## Task instructions
Please rewrite the data below with every "integer pixel coordinates" changed to "whole-number pixel coordinates" and nothing else altered, leaving out the pictures.
───
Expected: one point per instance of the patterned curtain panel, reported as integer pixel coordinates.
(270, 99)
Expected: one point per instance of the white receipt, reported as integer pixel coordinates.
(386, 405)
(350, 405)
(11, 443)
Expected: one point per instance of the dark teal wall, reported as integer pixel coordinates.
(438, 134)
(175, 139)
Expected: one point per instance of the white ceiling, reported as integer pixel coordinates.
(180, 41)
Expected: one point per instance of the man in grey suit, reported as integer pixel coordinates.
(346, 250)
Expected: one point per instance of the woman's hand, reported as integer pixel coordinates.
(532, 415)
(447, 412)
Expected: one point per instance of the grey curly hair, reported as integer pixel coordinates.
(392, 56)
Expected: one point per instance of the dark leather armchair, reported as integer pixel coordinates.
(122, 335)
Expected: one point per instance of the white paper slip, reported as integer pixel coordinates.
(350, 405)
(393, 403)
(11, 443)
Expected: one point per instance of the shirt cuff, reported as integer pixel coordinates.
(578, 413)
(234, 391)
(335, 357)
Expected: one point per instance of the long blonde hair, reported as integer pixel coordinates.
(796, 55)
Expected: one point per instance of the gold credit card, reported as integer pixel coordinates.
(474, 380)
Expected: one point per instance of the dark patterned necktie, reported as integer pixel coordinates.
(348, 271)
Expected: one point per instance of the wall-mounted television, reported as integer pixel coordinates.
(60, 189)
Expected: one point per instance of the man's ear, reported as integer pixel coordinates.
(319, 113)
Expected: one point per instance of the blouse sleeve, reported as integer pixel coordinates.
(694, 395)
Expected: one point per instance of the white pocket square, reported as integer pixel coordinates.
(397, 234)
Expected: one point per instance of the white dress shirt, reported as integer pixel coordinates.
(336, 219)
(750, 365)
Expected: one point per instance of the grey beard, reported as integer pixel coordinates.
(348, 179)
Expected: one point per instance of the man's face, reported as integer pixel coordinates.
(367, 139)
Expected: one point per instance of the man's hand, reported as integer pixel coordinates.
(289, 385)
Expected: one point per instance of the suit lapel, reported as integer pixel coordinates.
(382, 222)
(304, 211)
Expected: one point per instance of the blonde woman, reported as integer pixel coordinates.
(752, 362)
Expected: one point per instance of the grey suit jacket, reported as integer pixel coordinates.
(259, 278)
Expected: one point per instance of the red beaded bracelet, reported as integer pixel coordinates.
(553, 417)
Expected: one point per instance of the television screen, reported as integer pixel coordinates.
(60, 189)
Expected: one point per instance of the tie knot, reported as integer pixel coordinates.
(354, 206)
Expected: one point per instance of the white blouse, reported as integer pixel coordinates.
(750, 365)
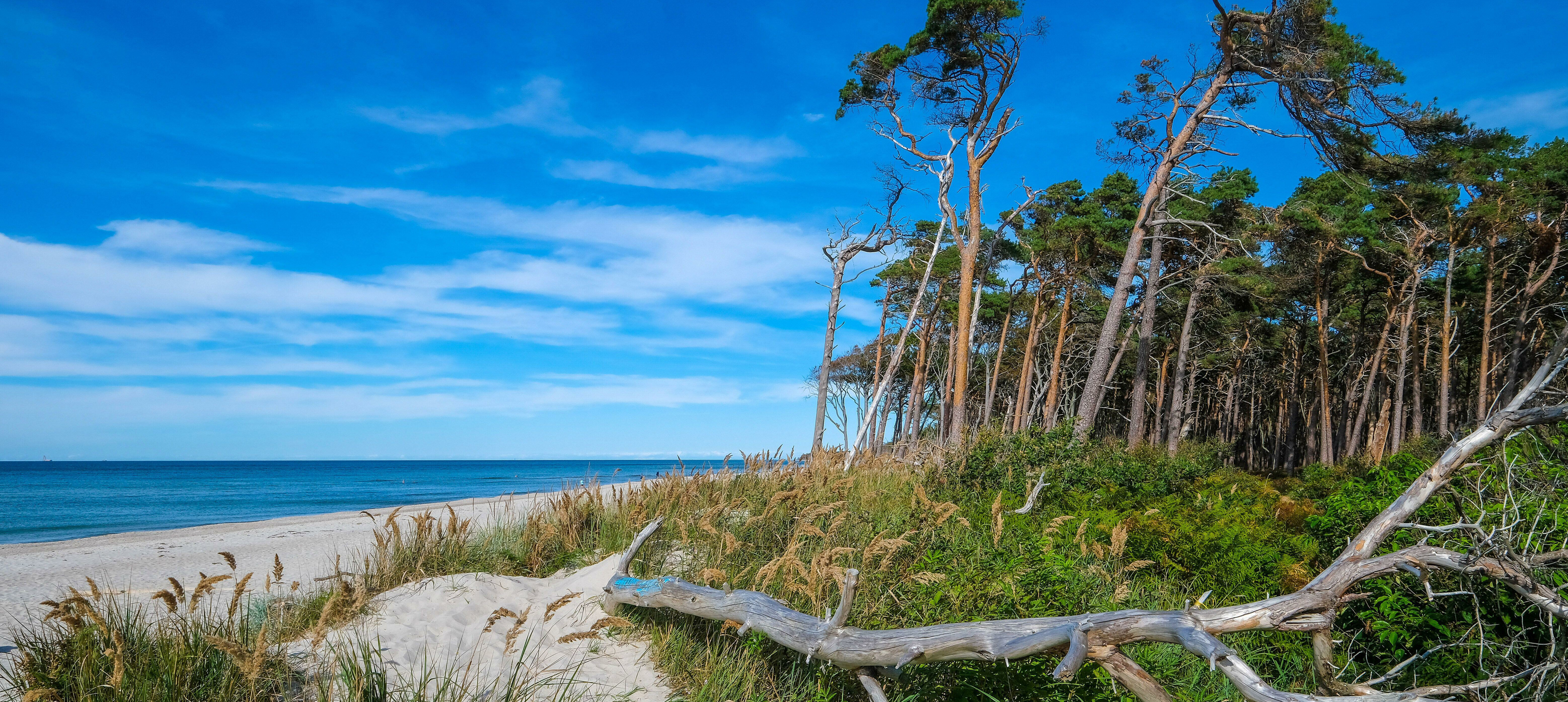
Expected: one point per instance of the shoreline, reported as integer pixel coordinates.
───
## Answer to the problem
Expected: one point per instance of the patterned curtain panel, reported as whole-number pixel coordinates.
(270, 99)
Expected: one point per instance of the white receipt, reported as whole-number pixel coordinates.
(386, 405)
(350, 405)
(11, 443)
Expected: one point per instance of the dark teal wall, reported as whole-number pixel coordinates.
(438, 134)
(175, 139)
Expected: one point per instance of the white ceiling, reported as whole-number pixel coordinates.
(180, 41)
Expected: one point per instance of the man in grey suit, reported as whole-number pixel coordinates.
(346, 250)
Expected: one point per instance of the woman's hand, reported as whole-number pixel coordinates.
(532, 415)
(447, 412)
Expected: one point per instance of the grey curly hair, reported as whole-number pixel coordinates.
(392, 56)
Expected: one point per instance of the dark leather armchair, reported as whole-number pixel coordinates.
(122, 335)
Expected: one point per instance of the white paper slip, reported as whole-number pixel coordinates.
(350, 405)
(393, 403)
(11, 443)
Expected: one point per instance of the shirt cuff, reported as whole-number pixel coordinates.
(578, 413)
(234, 391)
(335, 357)
Expected: one point per instance of the long blonde hair, reported as whole-number pixel coordinates.
(796, 55)
Expected: one point per instance of the gold credit card, reported as whole-number pixel coordinates.
(474, 380)
Expected: one point per instance of the dark patterned necktie, reported as whole-number pixel coordinates.
(348, 271)
Expected: one point per instance of the wall-mounted television, reported as whole-number pixel coordinates.
(60, 189)
Expected: one point per instance of the man's ear, reported as whole-number pixel coordinates.
(319, 113)
Expected: one point per instance of the blouse sleeve, reported as whole-number pixel coordinates.
(694, 395)
Expected: one point per instance of the white pocket square, reported as whole-number pixel coordinates.
(397, 234)
Expected: one point per instance of the white dress shirt, reported as whole-number pixel coordinates.
(336, 219)
(750, 365)
Expected: one point per instance of the grey beard, reported as whole-number pixel coordinates.
(348, 179)
Expected: one point per instance of the man's face, reported as whole-number pixel coordinates.
(367, 139)
Expected: one point per instance of the man's hand, reported as whole-number pixel coordinates.
(289, 385)
Expected: one point per instance of the suit lapel, reported as whole-number pixel coordinates.
(382, 222)
(304, 211)
Expected: one point per instance of the blonde woman, reported as whole-number pixel coordinates.
(752, 362)
Expected: one point per instance of the grey suit jacket, reported as whole-number pixel coordinates.
(259, 278)
Expected: one point per instance of the red beaded bracelet, reported as whole-number pixel coordinates.
(553, 417)
Expected: one point per instance of the television screen, reported as whole-number pixel coordinates.
(60, 189)
Expected: one point per instance of the tie knot, reported as whole-number pixel coordinates.
(354, 206)
Expected: one point per instance of the white blouse, reported as whole-number pixel coordinates.
(750, 365)
Expected: one point per instance of the shoreline, reported as whole-number pixel coordinates.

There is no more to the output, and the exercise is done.